*EXERCISE:* Check every line below for the string "headlight". Copy the ones that have it.

[Collected data]
○ ○ ○ ○ ○
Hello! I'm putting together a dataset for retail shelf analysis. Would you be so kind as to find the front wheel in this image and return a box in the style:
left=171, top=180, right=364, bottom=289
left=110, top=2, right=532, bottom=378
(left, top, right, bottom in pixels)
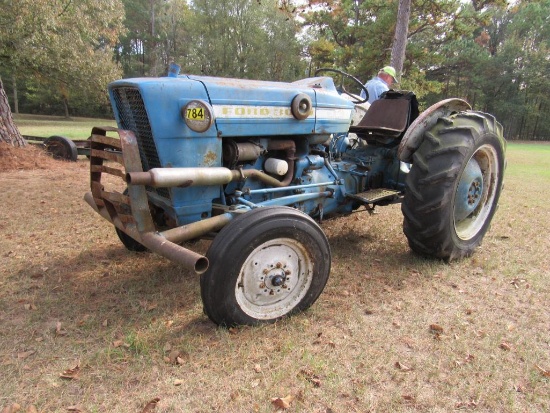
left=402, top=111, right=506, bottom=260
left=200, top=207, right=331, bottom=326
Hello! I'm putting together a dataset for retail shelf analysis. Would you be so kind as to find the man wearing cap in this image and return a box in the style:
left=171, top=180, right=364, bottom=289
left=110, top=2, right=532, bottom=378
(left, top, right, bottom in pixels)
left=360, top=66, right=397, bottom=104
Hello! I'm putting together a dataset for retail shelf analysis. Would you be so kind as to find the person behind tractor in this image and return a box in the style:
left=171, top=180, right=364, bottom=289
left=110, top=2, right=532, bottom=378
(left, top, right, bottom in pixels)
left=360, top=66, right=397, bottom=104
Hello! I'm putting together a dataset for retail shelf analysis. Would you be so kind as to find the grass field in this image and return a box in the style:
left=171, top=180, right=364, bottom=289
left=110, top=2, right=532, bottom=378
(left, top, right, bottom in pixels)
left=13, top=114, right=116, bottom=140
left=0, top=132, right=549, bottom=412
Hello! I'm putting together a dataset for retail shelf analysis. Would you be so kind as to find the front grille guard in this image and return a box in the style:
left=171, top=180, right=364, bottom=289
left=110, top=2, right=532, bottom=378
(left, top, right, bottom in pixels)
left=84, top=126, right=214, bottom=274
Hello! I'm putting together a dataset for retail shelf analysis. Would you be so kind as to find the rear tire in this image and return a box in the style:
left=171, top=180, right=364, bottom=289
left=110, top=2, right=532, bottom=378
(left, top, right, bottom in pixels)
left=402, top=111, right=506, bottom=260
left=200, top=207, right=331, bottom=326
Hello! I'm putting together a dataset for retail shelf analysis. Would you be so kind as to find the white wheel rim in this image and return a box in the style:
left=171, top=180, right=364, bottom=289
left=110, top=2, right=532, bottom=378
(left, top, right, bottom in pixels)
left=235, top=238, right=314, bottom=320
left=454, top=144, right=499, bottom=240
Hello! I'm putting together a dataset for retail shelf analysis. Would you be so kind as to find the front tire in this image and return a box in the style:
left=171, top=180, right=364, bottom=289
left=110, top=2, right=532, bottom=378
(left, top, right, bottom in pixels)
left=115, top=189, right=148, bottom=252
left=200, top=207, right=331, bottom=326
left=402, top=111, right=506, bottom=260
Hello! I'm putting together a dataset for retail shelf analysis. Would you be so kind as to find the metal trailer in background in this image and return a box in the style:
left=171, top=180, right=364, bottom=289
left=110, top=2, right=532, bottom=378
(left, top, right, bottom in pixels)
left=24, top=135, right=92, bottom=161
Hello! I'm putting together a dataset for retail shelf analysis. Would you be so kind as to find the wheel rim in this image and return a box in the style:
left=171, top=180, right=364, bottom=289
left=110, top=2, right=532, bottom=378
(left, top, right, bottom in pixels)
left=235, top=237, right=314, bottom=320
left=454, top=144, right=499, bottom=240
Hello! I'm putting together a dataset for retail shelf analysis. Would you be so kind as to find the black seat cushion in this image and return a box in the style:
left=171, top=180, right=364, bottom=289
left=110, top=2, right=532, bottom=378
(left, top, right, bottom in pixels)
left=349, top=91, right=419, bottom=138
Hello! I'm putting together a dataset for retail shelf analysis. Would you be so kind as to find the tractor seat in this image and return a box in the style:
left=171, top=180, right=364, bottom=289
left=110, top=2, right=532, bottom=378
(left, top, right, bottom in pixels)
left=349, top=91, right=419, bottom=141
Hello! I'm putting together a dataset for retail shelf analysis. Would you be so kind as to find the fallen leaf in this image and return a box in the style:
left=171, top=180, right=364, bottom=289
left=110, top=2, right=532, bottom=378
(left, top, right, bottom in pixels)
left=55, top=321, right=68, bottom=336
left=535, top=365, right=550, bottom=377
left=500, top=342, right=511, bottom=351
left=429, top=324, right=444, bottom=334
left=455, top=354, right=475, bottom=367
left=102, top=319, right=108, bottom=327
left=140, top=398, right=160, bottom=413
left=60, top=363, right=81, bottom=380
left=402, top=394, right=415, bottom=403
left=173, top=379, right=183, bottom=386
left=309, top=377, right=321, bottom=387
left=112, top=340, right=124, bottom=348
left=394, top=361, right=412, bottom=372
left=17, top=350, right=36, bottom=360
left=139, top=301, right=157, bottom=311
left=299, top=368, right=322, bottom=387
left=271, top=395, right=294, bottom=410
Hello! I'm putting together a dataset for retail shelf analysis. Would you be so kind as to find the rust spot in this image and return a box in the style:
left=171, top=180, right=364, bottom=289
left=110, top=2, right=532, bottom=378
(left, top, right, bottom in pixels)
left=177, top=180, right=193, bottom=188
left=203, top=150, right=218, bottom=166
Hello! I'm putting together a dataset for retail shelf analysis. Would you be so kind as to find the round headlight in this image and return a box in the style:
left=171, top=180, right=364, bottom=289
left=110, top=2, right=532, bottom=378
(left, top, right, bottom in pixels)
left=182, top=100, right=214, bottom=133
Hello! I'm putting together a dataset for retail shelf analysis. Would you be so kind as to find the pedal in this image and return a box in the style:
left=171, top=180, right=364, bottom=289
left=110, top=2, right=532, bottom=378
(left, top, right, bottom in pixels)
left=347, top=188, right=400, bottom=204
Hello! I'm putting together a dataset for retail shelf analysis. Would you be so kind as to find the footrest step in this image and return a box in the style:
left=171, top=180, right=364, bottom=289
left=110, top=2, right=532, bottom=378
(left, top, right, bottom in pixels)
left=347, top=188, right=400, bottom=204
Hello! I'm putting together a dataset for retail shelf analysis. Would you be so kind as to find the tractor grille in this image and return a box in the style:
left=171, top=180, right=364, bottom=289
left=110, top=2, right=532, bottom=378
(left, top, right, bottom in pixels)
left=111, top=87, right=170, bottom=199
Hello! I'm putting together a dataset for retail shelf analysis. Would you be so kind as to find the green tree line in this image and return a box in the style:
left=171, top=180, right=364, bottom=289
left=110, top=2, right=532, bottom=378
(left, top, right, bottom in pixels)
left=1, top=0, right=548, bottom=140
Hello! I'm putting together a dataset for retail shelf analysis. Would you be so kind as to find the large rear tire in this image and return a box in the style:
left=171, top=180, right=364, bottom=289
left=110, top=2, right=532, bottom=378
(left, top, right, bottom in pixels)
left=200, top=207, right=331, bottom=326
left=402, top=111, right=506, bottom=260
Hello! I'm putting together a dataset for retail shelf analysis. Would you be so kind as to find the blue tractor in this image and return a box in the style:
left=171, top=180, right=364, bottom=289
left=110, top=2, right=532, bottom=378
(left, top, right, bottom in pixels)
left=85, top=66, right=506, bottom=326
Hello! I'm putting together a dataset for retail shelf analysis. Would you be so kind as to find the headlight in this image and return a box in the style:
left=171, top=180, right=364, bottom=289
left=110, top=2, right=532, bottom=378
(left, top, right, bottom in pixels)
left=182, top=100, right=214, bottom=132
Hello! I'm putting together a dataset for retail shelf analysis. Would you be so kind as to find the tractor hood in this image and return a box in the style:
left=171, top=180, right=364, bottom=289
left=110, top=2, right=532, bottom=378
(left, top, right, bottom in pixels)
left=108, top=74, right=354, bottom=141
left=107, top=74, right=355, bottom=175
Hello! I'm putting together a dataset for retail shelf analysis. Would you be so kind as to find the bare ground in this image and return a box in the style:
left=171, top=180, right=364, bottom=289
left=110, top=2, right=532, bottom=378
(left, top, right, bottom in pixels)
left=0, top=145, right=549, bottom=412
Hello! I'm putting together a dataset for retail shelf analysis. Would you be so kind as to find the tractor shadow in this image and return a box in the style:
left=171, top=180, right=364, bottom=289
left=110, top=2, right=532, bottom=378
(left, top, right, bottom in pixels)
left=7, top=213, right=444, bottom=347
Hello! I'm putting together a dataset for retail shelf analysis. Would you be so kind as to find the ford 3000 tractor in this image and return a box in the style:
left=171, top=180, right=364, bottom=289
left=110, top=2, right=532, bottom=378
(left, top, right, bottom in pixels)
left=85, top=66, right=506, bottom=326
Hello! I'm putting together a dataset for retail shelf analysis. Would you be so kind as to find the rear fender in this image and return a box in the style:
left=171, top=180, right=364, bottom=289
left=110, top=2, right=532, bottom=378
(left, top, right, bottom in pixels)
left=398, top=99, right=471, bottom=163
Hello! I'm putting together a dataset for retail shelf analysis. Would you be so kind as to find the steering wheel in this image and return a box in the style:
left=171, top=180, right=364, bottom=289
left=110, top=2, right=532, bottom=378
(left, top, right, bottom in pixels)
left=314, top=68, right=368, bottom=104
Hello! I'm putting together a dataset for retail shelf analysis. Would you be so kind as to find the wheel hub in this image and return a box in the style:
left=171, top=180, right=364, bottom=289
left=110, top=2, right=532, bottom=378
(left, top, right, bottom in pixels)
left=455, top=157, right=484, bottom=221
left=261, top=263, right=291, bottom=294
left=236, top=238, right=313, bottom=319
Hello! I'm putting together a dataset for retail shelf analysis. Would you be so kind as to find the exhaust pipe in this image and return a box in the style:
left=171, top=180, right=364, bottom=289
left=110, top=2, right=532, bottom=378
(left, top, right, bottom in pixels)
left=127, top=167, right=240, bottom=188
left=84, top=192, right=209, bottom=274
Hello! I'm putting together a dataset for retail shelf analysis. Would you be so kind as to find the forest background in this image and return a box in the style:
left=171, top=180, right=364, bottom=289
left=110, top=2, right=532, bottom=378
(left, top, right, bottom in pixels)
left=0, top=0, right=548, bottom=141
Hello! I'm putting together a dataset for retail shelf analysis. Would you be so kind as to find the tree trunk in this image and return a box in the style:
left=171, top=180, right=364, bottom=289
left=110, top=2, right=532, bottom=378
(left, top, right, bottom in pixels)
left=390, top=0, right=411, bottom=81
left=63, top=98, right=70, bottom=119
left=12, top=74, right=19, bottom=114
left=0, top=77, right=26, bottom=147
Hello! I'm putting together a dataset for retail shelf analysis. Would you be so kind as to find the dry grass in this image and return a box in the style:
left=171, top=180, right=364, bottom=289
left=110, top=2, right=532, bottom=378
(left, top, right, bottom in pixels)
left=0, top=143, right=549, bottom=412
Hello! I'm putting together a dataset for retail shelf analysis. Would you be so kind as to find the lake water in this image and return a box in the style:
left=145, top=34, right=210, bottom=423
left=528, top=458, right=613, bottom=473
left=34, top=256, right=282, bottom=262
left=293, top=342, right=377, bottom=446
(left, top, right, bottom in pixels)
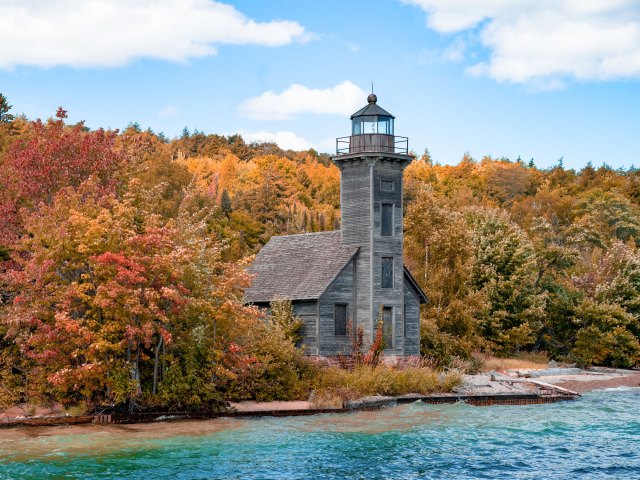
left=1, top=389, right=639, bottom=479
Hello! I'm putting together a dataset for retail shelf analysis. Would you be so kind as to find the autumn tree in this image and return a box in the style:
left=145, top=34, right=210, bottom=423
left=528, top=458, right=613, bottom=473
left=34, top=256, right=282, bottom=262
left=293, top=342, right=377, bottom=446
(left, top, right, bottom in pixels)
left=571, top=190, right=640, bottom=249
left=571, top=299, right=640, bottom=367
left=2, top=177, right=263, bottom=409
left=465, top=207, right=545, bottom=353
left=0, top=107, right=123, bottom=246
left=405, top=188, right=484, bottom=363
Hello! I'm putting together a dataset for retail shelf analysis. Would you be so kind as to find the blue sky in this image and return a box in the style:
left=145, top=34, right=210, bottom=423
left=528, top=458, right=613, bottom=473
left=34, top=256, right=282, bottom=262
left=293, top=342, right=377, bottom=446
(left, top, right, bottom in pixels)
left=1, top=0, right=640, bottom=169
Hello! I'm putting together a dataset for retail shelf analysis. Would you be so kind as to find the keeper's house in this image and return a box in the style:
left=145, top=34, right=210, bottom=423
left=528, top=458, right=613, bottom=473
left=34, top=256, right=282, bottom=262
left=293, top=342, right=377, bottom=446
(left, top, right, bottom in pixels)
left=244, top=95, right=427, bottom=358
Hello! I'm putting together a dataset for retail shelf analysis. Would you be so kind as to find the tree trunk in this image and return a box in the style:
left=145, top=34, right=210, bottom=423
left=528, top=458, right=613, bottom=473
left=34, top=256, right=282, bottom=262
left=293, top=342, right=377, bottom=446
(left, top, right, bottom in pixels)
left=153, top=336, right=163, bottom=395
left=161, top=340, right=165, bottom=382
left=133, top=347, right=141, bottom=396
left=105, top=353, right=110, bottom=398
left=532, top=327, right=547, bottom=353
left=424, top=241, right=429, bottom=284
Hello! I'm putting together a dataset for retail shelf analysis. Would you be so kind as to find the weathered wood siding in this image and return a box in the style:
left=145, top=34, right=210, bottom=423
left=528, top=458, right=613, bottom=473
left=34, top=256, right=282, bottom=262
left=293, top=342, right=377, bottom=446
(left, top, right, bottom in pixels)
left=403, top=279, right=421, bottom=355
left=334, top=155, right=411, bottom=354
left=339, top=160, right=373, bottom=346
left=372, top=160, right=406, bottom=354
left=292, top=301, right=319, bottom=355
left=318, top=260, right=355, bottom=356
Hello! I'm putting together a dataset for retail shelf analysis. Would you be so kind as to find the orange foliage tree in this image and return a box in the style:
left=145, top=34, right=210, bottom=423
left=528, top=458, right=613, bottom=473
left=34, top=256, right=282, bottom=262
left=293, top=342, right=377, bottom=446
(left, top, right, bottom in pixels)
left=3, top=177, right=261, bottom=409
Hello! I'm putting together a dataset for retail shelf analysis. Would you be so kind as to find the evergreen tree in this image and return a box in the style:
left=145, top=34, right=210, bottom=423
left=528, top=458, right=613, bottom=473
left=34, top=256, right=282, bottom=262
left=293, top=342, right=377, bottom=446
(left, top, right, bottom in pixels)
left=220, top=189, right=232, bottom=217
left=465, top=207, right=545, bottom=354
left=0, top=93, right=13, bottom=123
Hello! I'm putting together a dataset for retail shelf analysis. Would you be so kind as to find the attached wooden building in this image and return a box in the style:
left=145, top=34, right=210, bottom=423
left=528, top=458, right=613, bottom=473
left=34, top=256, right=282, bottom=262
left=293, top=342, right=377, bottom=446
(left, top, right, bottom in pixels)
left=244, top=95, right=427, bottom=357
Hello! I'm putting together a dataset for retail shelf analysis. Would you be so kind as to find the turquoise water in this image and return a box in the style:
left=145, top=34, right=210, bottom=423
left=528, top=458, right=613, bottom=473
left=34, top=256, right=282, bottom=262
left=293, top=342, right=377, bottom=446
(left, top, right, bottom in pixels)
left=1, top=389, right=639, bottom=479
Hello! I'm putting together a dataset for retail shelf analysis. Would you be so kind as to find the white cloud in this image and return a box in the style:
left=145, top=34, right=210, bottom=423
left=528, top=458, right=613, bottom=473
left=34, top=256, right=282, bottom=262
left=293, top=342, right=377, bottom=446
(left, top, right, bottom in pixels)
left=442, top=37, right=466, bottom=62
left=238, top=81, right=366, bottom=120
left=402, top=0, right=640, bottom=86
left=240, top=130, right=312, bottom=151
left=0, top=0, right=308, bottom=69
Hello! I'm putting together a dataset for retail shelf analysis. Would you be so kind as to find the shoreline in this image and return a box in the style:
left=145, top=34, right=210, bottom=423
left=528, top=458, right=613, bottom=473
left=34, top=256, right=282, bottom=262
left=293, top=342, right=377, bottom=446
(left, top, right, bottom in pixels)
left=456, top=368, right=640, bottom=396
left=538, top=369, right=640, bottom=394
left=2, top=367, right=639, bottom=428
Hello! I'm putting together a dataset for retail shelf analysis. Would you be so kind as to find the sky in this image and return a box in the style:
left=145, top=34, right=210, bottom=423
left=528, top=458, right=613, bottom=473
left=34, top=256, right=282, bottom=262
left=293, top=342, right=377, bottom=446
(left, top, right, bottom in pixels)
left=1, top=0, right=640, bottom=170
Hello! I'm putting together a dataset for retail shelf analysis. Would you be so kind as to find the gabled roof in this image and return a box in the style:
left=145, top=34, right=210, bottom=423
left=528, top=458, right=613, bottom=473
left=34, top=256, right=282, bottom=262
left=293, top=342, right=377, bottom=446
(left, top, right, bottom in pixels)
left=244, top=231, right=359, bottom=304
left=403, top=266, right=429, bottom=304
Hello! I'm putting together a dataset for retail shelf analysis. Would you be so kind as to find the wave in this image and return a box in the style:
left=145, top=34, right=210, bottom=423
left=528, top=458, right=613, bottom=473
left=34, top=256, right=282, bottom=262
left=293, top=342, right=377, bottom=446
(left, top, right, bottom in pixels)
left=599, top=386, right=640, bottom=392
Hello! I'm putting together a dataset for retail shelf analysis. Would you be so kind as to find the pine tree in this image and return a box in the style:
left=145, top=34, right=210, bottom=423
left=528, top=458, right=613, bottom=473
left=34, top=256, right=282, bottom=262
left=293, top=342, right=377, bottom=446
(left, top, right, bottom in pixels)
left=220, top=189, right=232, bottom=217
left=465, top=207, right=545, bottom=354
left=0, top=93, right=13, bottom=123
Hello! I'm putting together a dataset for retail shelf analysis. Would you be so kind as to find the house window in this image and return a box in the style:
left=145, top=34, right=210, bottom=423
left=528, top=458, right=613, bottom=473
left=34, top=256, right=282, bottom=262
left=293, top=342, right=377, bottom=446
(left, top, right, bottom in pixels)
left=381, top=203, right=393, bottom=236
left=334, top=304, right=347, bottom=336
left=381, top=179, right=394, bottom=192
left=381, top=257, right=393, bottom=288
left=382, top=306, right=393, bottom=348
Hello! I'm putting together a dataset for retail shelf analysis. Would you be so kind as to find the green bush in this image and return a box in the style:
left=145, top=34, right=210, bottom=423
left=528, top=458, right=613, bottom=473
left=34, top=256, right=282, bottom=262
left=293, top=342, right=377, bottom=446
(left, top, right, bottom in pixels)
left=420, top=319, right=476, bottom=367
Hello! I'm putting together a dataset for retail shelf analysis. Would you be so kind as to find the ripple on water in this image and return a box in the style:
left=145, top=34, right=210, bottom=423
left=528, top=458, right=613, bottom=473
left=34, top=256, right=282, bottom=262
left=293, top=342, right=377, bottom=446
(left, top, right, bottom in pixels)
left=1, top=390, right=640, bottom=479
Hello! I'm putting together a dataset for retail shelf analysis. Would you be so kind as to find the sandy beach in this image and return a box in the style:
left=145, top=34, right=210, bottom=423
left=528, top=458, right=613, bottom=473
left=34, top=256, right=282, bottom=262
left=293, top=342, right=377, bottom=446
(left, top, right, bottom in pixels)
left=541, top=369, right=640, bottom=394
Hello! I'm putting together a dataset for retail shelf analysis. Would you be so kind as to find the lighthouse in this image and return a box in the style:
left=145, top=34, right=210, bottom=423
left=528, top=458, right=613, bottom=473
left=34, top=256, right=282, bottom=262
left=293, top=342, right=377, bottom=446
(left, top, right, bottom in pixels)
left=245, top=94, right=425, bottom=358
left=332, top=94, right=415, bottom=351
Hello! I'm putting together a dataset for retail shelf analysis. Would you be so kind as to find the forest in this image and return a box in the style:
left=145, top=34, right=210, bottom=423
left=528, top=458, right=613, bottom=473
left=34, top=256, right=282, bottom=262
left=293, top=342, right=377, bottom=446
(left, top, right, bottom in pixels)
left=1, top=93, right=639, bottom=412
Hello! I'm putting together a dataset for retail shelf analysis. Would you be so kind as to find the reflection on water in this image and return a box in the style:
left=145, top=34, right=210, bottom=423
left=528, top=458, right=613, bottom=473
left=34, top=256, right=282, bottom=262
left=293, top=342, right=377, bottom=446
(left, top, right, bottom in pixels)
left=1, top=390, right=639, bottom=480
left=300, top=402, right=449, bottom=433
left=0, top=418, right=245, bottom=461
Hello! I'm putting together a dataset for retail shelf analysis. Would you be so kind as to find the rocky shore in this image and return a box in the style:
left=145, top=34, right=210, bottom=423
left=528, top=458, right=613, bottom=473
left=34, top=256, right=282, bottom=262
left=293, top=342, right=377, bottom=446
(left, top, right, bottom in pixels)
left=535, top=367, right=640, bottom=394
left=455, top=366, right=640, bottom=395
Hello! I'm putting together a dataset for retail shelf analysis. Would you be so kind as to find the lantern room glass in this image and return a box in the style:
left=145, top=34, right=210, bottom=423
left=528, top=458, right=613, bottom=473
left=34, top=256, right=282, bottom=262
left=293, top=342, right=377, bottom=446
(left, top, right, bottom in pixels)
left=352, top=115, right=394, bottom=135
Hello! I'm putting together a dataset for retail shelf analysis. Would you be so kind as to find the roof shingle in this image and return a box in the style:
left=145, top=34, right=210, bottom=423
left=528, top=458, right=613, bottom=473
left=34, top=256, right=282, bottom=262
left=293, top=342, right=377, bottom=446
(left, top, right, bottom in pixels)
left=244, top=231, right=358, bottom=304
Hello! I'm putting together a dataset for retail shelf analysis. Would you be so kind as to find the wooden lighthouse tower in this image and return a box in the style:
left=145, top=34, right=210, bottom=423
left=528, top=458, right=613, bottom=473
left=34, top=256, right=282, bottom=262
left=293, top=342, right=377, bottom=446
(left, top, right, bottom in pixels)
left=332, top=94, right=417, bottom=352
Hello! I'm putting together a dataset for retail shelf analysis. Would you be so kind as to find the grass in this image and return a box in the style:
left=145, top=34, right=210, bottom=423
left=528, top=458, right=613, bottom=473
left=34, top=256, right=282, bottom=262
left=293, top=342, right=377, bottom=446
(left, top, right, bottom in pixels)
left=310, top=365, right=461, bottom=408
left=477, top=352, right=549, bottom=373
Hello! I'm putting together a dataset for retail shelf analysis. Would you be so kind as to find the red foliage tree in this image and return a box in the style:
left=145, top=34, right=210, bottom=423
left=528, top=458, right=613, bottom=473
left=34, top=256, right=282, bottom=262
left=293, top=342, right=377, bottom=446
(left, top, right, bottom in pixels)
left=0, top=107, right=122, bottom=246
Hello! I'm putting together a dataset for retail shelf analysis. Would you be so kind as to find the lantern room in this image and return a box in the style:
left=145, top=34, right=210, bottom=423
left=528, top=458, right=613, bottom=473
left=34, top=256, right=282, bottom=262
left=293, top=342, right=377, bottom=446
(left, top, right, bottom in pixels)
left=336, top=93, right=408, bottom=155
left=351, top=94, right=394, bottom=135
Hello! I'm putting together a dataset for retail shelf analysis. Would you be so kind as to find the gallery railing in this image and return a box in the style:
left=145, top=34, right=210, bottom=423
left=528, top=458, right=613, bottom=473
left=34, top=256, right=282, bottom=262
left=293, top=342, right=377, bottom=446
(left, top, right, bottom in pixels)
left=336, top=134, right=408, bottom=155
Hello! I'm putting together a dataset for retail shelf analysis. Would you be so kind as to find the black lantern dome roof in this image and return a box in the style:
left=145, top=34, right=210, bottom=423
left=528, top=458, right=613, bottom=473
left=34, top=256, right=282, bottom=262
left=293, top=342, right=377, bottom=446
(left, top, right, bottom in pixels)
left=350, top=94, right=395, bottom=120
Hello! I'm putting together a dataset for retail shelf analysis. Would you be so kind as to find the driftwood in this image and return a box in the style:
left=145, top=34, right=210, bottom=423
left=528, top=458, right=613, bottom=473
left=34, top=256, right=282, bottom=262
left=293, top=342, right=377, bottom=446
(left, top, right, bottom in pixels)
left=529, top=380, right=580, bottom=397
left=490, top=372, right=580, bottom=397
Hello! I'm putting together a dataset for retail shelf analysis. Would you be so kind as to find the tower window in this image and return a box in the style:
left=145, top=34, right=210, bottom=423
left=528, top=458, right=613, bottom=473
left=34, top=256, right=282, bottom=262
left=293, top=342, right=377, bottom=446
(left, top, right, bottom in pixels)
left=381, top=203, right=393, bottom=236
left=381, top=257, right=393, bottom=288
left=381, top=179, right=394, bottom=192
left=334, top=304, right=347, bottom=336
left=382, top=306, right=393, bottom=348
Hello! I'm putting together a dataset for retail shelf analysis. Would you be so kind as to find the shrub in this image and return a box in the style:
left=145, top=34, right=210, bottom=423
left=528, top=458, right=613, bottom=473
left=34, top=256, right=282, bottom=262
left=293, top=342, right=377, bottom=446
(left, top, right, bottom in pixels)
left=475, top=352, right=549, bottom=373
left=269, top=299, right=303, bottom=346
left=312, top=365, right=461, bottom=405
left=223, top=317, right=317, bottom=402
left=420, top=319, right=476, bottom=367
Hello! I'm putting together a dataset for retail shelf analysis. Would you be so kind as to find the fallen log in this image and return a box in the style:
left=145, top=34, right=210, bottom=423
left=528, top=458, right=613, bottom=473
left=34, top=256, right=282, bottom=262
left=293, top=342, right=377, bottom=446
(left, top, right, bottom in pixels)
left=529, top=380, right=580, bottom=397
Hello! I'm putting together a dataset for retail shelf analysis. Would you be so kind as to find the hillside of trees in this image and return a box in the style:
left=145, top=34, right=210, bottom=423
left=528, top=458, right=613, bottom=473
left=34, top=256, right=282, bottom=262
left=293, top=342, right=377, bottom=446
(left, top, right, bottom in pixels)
○ ○ ○ ○ ○
*COMPLETED EXERCISE:*
Hello! I'm putting together a dataset for retail shelf analysis. Would you be so kind as to find the round headlight in this image and return a box in the style:
Hello! I'm putting together a dataset for retail shelf analysis. Would you be so kind as to find the headlight in this image and return a box in the style:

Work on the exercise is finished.